_Problem to work on_:
In the part that opens with the line containing "Objective — one dot per instance of the tree" and closes with the last of the rows, swap "tree trunk" for "tree stump" and change nothing else. Return only those lines.
--- Given records ---
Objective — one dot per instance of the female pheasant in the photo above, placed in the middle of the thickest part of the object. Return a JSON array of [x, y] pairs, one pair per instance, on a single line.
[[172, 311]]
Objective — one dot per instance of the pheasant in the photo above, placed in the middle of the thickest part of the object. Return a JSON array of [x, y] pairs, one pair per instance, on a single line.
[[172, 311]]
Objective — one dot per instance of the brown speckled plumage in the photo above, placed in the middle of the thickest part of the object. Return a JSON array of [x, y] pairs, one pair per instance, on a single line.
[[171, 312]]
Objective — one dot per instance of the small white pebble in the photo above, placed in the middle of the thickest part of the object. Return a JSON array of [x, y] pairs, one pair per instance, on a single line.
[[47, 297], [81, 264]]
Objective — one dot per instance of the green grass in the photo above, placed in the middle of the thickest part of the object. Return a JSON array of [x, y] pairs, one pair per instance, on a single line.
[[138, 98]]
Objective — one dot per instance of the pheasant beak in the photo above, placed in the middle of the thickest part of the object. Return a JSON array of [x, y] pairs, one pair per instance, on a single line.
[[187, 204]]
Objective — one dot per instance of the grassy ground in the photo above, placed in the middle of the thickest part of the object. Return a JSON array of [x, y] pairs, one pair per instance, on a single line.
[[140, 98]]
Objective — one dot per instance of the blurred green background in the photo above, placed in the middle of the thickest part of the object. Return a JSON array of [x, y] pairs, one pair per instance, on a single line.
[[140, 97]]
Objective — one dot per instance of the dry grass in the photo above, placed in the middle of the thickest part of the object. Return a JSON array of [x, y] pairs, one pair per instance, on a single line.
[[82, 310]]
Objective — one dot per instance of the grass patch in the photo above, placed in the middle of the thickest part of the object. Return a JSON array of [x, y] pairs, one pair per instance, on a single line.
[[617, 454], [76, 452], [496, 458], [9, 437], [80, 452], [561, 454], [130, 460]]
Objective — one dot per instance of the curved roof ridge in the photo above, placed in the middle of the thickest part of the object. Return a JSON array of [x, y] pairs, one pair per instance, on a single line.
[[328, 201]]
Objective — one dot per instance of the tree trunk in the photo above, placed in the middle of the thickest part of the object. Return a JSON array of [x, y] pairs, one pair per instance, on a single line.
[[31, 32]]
---
_Reply_:
Objective — one dot per instance of the tree stump in the photo above, placed in the middle of the thickest part of the object. Return a JSON array of [x, y] pairs, one pair per instance, on a single line.
[[31, 32]]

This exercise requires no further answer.